Segment Start: DATA PROVIDED
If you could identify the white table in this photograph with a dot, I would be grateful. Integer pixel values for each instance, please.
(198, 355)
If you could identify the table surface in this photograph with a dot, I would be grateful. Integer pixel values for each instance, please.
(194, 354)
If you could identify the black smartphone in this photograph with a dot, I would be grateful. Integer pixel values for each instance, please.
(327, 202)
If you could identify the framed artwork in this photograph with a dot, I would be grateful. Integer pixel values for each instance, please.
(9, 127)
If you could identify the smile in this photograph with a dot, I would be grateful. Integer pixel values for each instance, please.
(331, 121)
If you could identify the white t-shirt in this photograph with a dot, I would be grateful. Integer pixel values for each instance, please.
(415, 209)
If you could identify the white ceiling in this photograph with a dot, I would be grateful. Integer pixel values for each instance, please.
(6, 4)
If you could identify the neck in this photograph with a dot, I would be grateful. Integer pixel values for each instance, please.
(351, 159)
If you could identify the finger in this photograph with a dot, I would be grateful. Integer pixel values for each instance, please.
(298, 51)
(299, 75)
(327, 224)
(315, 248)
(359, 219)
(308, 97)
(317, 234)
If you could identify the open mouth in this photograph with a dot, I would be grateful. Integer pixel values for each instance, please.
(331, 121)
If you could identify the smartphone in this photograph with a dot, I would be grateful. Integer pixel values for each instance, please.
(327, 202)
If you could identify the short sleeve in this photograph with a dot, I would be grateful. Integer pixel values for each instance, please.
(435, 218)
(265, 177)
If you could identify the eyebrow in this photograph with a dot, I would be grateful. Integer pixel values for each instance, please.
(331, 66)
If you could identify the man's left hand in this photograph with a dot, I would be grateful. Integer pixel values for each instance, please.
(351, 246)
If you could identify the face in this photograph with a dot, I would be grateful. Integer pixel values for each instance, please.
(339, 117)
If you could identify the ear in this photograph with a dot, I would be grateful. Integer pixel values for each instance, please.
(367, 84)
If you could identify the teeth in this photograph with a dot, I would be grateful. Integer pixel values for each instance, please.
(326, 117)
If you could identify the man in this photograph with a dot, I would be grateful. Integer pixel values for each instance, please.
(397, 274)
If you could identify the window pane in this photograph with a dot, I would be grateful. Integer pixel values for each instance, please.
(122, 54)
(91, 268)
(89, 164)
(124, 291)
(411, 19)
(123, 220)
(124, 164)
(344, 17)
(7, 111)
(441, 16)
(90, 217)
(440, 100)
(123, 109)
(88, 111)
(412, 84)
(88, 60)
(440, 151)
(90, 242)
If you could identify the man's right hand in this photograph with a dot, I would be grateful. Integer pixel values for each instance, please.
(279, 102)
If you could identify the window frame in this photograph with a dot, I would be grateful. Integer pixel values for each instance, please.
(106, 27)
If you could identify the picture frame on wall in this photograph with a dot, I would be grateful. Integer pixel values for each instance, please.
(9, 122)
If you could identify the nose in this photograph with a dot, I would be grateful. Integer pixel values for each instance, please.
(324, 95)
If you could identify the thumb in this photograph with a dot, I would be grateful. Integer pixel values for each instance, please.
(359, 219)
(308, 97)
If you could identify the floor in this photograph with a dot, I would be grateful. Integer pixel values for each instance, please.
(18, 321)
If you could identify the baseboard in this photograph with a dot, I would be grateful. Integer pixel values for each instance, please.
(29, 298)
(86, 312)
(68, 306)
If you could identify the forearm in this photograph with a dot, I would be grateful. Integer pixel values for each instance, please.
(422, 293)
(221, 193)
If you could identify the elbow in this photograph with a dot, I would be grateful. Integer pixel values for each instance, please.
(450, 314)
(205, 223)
Segment End: DATA PROVIDED
AIM OF THE EXERCISE
Quote all of the entries verbatim.

RESPONSE AREA
If you could identify the white table in this photograph with a dot, I would be grateful. Integer pixel values for each instance, please.
(198, 355)
If you could identify the table surface in this photograph with a dot, I would be grateful. Integer pixel values for each instance, please.
(194, 354)
If you could identify the black smartphone in this photograph with a dot, I would be grateful. Integer pixel values for each instance, please.
(327, 202)
If you could identify the framed artwork in this photograph with a dot, I would be grateful. Integer pixel values for each instance, please.
(9, 127)
If you could identify the smile in this photograph with a dot, I would be grateful. Integer pixel values for each instance, please.
(331, 121)
If you could identify the white t-shirt in this photograph with a dot, I would be grateful. Integer pixel values for each instance, please.
(415, 209)
If you could identify the white ceiling in this photograph with a dot, I would be grateful. Integer pixel values for each instance, please.
(6, 4)
If you could identify the neck in this photograph with a dot, I would be grateful. Integer pixel values for each instance, please.
(351, 159)
If you could identify the finger in this photograph with a dot, I would be grateful. Integer pixel values for each instance, please.
(298, 51)
(299, 75)
(327, 224)
(315, 248)
(359, 219)
(308, 97)
(317, 234)
If you could identify the open mouth in this photograph with a dot, I would be grateful. Integer pixel values for each instance, please.
(331, 121)
If you could identify the smartphone in this photograph with a dot, I would be grateful. Integer pixel values for each instance, please.
(327, 202)
If you could identify the short sleeve in this photograph with a dot, I would be grateful. Integer pixel values for each instance, please.
(435, 218)
(265, 177)
If you could identify the eyebrow in this photograph with a dot, I would be grateful. Integer pixel values for each instance, please.
(331, 66)
If you could identify the man's left hand in this photograph with a dot, I would be grateful. Integer pixel values for each instance, please.
(351, 246)
If you could identify the face in this photograph with a dot, I would be grateful. Integer pixel values for each instance, please.
(339, 117)
If you could identify the ear in this photograph with a dot, I would be grateful. Integer pixel values for each instance, please.
(367, 84)
If you could identify the teeth in this photograph with a dot, I would be grateful. Integer pixel values for each instance, please.
(326, 117)
If you could identify the man in this photograph with a dot, I would be grateful. Integer pixel values for each instance, please.
(397, 274)
If you could identify the window pane in this photograph with a dot, I would be grateful. Integer pixel values for each instance, please.
(122, 54)
(91, 268)
(89, 164)
(124, 291)
(411, 19)
(123, 220)
(124, 164)
(344, 17)
(7, 111)
(441, 16)
(90, 217)
(440, 100)
(123, 109)
(88, 111)
(412, 84)
(88, 60)
(440, 151)
(90, 242)
If you could identify the man's right hand in this photograph with a dot, I would be grateful. Integer pixel values for each instance, please.
(279, 102)
If you could identify the window frame in this photograph with a dot, I would be grateful. Integer pixel values for each instance, please.
(106, 27)
If you could identify the picture frame on wall in this photograph with a dot, I would be grateful. Integer pixel values for each instance, please.
(9, 122)
If you could identify the nose in this photograph with a dot, I would be grateful. Integer pixel values for each instance, please.
(324, 95)
If you could identify the thumb in this photograph with a dot, I would be grateful. Integer pixel values for each instance, please.
(359, 219)
(308, 97)
If you could identify the floor in this photograph with a dot, I would be grateful. Integer pixel values for each instance, please.
(18, 321)
If you could identify the baseboard in this photograph with a dot, I would be grateful. Integer pixel values for each instance, please.
(29, 298)
(86, 312)
(68, 306)
If you could identify the forearm in this photograph with a dot, I would be grateful. Integer pixel values for each instance, please.
(422, 293)
(221, 193)
If you could identify the elbow in this photograph with a dot, I would be grateful. Integer pixel values for each instance, please.
(450, 314)
(205, 223)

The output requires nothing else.